• _WHAT TO DO_
Rewrite every line of the records below, changing each "Marked points" to "Chosen points" and keeping everything else the same.

****

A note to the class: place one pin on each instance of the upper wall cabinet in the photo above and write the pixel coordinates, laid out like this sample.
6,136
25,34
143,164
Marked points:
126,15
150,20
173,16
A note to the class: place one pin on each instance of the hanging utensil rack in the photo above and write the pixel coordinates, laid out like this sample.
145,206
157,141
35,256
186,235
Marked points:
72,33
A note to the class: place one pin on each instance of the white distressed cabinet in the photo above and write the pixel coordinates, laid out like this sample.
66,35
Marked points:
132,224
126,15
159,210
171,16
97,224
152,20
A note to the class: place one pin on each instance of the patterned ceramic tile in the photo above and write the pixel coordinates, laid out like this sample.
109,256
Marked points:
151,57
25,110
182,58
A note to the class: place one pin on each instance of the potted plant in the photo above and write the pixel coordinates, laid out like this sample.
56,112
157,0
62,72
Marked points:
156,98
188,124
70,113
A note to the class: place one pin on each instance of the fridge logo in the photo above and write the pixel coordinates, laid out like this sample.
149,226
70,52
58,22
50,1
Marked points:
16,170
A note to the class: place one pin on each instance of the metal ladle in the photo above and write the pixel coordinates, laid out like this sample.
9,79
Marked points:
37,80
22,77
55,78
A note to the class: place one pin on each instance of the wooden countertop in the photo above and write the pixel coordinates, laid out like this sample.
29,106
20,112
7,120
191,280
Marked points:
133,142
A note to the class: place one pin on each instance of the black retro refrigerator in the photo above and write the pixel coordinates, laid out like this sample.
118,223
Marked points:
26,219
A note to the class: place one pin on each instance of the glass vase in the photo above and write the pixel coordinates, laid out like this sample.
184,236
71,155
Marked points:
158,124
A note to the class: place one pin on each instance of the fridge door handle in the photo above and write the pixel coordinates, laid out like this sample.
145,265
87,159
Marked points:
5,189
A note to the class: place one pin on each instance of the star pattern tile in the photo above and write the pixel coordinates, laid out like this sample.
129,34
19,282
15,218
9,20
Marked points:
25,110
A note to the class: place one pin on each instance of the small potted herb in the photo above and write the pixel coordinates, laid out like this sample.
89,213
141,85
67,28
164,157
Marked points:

****

• _TASK OUTPUT_
A note to the class: place one pin on each instance of the upper wall cabinet in the photo above and write the pixel coordinates, laid out like this sample.
6,136
25,34
143,164
Chosen points:
126,15
150,20
173,16
A note to the class: place one pin on each instance of the hanging utensil rack in the photo above and write the pixel coordinates, laid out like this sample.
145,206
157,141
35,256
186,235
Chosen points:
72,33
A note to the class: place one pin on each instance of the white distressed cabinet in the photo above and write the pixel coordinates, laid out like this sample.
66,35
Chosen points:
132,224
126,15
159,210
171,16
97,224
152,20
A note to the class: place one pin on each instance of the patterned ceramic tile in the photo above and write the pixel coordinates, laid out like this sample.
109,256
Chosen points:
151,57
25,110
182,58
A note to the class: place one pin on each instance of the potted plant in the photo above and write the pixel coordinates, laid out like this sample.
56,112
157,0
62,72
Chosen points:
156,98
188,124
70,113
A note to the class: place one pin on each instance of the fridge logo in the photo above and write the pixel coordinates, laid out like this sample.
149,226
70,52
58,22
50,1
Chosen points:
16,170
A note to the class: place one pin on each instance of the metal ladle in the photo above and write the pixel coordinates, laid out like this sample.
9,79
Chosen points:
37,80
22,77
55,78
A note to the class: place one pin on each instance of the wooden countertop in the photo above and write the pixel coordinates, laid out like this sample.
29,106
20,112
7,120
191,280
Chosen points:
133,142
A note to the class: place one pin on each instance of the black retro refrigerator in the photo above and write the pixel coordinates, laid out like this sample.
118,223
Chosen points:
26,219
A note to the class: place one pin on each instance of the glass vase in the photo above and write the pixel coordinates, laid out like this sample.
184,236
71,155
Chosen points:
158,124
A note to the class: place one pin on each instance of the fridge door handle in the photo above and write the pixel coordinates, laid out like this sample.
145,265
87,159
Chosen points:
5,189
A note to the class: place one pin on each instance of the star pattern tile in the photo above and write the pixel coordinates, laid out like this sample.
129,34
19,282
15,218
9,20
Chosen points:
25,110
A note to the class: place one pin on each instance of the small potted herb in the photo above and write the pixel coordinates, laid out like this sample.
89,213
141,85
67,28
164,157
Chosen points:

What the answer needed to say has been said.